- **WORK REQUIRED**:
Whenever a line in the entries below contains "each", copy that line.

- **DATA RECORDS**:

+++++

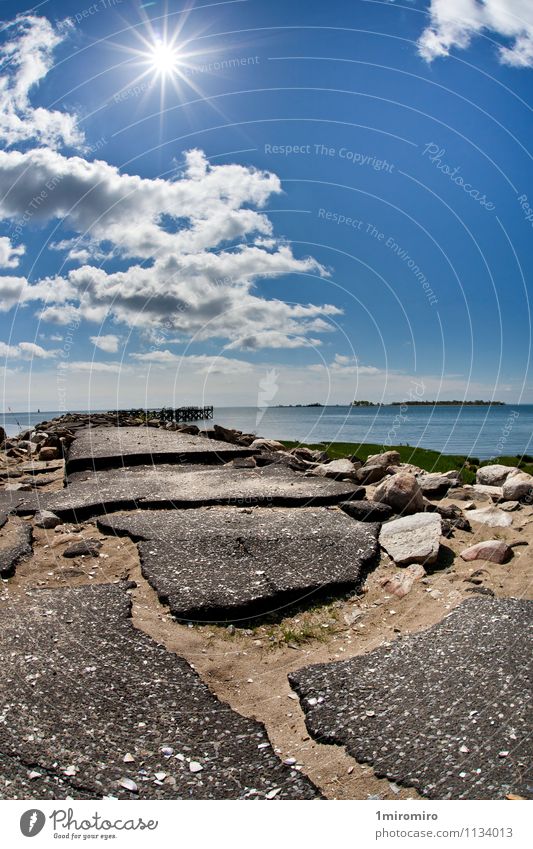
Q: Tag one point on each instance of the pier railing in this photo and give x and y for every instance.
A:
(170, 414)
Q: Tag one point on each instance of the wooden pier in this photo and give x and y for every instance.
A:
(170, 414)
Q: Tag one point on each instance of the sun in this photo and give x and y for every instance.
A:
(164, 58)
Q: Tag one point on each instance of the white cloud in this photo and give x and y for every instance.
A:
(195, 283)
(453, 23)
(26, 56)
(108, 343)
(25, 351)
(9, 254)
(199, 363)
(11, 289)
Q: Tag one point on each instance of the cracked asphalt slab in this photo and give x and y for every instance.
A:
(15, 543)
(93, 493)
(92, 707)
(447, 710)
(104, 448)
(219, 563)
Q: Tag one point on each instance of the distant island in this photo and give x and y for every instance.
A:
(448, 403)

+++++

- **RESPONSE TO THIS EXERCISE**:
Q: Tag one point on each instance of the pier railing in this photo and give x and y for every instance.
Q: Tag one point on each instance of the wooden pier in this photo and give x and y for every instance.
Q: Tag one point on each instance of the sun in this photo and give x and y for every instance.
Q: Tag one point on each instance of the white cloud in this photo and give x and y for every instance.
Q: Tag one point on each instance of the cracked asphalt slab in this photo and give x and y for every instance.
Q: Tag one point on each instance of the distant island in this photo and give x and y for every instance.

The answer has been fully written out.